━━━ Listed records ━━━
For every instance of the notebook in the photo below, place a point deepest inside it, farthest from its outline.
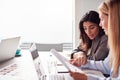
(8, 48)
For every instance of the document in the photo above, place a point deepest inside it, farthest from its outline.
(71, 67)
(65, 62)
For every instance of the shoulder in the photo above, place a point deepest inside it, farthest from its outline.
(104, 38)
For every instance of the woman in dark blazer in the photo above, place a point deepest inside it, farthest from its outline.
(93, 44)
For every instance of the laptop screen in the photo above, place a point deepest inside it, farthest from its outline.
(8, 48)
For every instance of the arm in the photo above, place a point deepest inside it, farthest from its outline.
(102, 66)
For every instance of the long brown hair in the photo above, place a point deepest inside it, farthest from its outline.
(112, 9)
(114, 34)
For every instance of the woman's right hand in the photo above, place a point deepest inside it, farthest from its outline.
(79, 59)
(78, 76)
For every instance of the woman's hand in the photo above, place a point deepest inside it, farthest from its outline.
(79, 59)
(78, 76)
━━━
*Stated task*
Reproduce every line of the records above, requests included, with 129 added to each x and y coordinate in the answer points. Leave the picture lines out.

*Solved exercise*
For every instance of the notebook in the photo below, place a point deepest inside it, farthest from its outline.
(137, 177)
For every instance of the document in the photo above, place a point deepest inside it, farthest from its outline.
(200, 196)
(194, 191)
For every instance of the shoulder in the photo above, place a point deepest inside it, farthest from its outline.
(233, 167)
For every instance of the woman in dark blazer in the photo above, place a point deepest inside it, farthest from its outline.
(222, 173)
For every instance of the laptop screen in the photo above, place a point deepest inside it, farthest from its outline.
(137, 177)
For every instance of the arm in the photo above, place a point deepest inside it, farthest from its outline.
(231, 195)
For every instance of the long brown hair in the photo above, place a point deepest inside it, farthest from its outline.
(241, 138)
(243, 163)
For every instance of the woman's right hand in the photo above, place a point deepest inside it, farthest from its outline.
(208, 188)
(207, 205)
For every instance of the woman's hand in the photo above, place a point deepest inside it, farthest from its outline.
(208, 188)
(207, 205)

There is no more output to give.